### DIRECTION
Reproduce verbatim the stretch of the records from the first line through the line containing "101 269 L 129".

### STORED DATA
───
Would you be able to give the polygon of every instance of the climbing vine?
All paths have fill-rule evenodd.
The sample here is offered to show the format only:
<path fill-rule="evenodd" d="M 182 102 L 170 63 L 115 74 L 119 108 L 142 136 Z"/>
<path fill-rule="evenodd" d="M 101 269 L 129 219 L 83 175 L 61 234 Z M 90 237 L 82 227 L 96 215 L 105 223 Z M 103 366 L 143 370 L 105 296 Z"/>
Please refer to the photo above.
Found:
───
### COMPLETE OUTPUT
Would you be able to give the polygon of every instance of the climbing vine?
All paths have fill-rule evenodd.
The sample here is offered to show the format only:
<path fill-rule="evenodd" d="M 182 102 L 170 63 L 115 74 L 119 108 L 142 136 Z"/>
<path fill-rule="evenodd" d="M 101 269 L 129 219 L 83 175 L 61 234 Z M 90 237 L 82 227 L 96 215 L 105 223 Z M 103 366 L 143 370 L 105 296 Z"/>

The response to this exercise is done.